═══ Document extract

Friday, February 26, 2010

The Rebellious Spirit Strikes Again

It's amazing to me how many wasy our human natures like to rebel. When most of us think of rebellion, we think of aggression, defiance, and other out-and-out forms of the beast.
The one that seems to trip me up the most is the one that sneaks up on me. After many years as a Christ follower, bold-faced aggression and defiance rarely show up on the outer face of my person (I think). What seems to show up more is not so much an attitude that rebels against things (ie circumstances, chores etc), but a type of rebellion that is a lack of pushing forward, a giving in to the preference of the moment, a type of rebellion that favors me and my convenience more than necessary discipline or the overall well-being of the family.
For example, my dear hubby and I were out of town this past Tuesday on an all day errand and my parents had the children for the day. As chief cook and bottle washer, I should have planned and brought sufficient food for the day, to save us eating out. But, I didn't have "time" enough to prepare something, and have it ready in the morning. How convenient. Guess we have to stop somewhere...My natural person preferring to eat out, my lazy self not wanting to force myself to adjust things to allow for the time to do what I should do, but just an overall attitude of unwillingness to "suffer" inconvenience for my family.
I struggle all the time with this. And in a lot of ways, it's been harder to say no to myself since the finances have been less tight. It's easy for gentle self-pity to sink in--just enough to feel that this or that expenditure is "justified". The feeling of being behind in the housework all the time, and yet never quite willing to change my routine enough to improve things. The tiredness of cooking all the time, and the weariness of what to cook, and getting sick of the same things over and over. And the subsequent laziness in planning, and hence a bit more spending than should be necessary.
The desire to whine and complain about not having time to do this or that, and how the children make everything so much more difficult, but not the self-discipline to be thankful for those children, and to not let inconvenience hinder what I should be doing for the whole family's benefit.
Does this match anyone else's experience in life and mothering? And heaven sakes, forget it when I'm pregnant or have a newborn in the house!! The word self-discipline exits my vocabulary...then I'm too tired, or too worn out, or the baby this or the baby that...excuses forever...
Any suggestions??

Thursday, February 18, 2010

Never Thought I Would Eat a Bran Muffin...

The other day I got a horrid craving for bran muffins. You know, the ones from the recipe on the side of the 100% Bran cereal box?? My mom used to make them when I was a kid, and I haven't had one in years. Well, since being diagnosed with Celiac Disease, I thought I'd never be able to have another!!
So the other night I remembered there was a recipe for Oat Bran muffins on the side of the Quaker Oat Bran hot cereal box(though I buy it wholesale--not Quaker-I'm too cheap). So I set out to create a yummy gluten-free bran muffin, and it worked!!

══════
═══ Source information

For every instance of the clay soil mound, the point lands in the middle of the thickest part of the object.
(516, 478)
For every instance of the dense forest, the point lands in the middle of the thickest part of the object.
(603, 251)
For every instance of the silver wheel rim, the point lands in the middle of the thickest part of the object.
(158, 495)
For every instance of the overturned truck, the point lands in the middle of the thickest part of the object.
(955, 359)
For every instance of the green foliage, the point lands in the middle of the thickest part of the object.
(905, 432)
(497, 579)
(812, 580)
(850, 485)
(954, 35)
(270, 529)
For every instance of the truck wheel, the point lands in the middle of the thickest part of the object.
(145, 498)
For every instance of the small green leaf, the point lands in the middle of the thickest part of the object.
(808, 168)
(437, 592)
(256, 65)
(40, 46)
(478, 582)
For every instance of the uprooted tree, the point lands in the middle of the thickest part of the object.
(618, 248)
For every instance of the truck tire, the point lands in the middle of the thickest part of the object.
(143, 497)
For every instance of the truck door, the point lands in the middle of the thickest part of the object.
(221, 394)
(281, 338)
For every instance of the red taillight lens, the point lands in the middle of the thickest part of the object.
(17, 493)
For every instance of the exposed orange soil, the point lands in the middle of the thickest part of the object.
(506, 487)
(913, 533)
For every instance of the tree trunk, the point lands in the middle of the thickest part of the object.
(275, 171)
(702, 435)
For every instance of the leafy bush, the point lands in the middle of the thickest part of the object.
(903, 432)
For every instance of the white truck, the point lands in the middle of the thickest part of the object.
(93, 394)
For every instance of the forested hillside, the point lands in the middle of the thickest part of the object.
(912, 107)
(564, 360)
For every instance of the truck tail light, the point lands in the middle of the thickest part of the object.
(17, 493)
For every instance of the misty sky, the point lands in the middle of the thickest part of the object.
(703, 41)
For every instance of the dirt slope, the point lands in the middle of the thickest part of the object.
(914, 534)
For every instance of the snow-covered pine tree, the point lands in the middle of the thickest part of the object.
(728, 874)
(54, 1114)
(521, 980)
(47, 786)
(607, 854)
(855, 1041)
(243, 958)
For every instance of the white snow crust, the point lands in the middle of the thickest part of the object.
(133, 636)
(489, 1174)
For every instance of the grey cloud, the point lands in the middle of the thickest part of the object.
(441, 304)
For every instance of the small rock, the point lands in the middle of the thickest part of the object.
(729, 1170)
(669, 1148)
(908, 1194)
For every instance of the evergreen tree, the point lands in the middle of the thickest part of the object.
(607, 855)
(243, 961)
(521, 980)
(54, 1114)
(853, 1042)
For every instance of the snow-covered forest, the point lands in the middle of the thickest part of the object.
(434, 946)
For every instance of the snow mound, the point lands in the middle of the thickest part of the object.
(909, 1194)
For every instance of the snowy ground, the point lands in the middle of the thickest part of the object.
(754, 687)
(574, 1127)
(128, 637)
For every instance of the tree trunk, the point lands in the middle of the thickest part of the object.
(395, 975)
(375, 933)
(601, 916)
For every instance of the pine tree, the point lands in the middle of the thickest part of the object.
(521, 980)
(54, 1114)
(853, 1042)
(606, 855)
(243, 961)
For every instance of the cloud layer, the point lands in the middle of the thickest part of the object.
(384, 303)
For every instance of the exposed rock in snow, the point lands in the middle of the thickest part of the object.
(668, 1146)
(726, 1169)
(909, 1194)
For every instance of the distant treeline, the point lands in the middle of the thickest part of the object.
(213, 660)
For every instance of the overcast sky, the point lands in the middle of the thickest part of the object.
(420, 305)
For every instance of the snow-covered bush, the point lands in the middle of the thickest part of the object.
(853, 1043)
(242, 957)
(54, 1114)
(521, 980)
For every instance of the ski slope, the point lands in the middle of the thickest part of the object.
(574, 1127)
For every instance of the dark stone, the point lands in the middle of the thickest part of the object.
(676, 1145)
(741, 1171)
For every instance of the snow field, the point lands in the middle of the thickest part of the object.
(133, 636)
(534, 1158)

══════

Tasks to perform >>
**a.** From the blog page, extract the passage that begins at the words "I struggle all" and stops after "should be necessary.".
**b.** Condense the paragraph of the blog page that opens with "I struggle all the time with this" into a short bulleted list that keeps its main points.
The records have no connection to the blog page.

Exercise answers >>
**a.**
I struggle all the time with this. And in a lot of ways, it's been harder to say no to myself since the finances have been less tight. It's easy for gentle self-pity to sink in--just enough to feel that this or that expenditure is "justified". The feeling of being behind in the housework all the time, and yet never quite willing to change my routine enough to improve things. The tiredness of cooking all the time, and the weariness of what to cook, and getting sick of the same things over and over. And the subsequent laziness in planning, and hence a bit more spending than should be necessary.

**b.**
- Saying no to herself has been harder since finances became less tight.
- Mild self-pity makes certain spending feel "justified."
- She always feels behind on housework but won't change her routine to fix it.
- She is tired of constant cooking, of deciding what to cook, and of repeating the same meals.
- This leads to lazy planning and more spending than necessary.